--- Start of Excerpted records ---
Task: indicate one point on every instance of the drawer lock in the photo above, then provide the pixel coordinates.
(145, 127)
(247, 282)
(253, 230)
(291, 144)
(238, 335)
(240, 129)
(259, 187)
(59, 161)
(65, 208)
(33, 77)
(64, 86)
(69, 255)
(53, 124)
--- End of Excerpted records ---
--- Start of Excerpted records ---
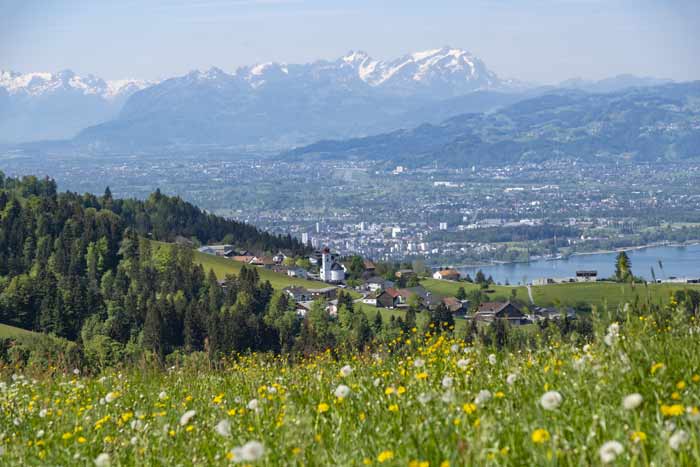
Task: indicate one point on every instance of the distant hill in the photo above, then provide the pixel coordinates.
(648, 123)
--- End of Excerpted records ---
• Work to complete:
Identify each line in the data above that contains the word "then". Copy every such line in full.

• Solution:
Task: indicate one point on every instance of the drawer lock in the photo above, then provide the pixel coordinates.
Task: indicate one point on every instance of the distant hill in the photo above, then provide the pixel coordinates.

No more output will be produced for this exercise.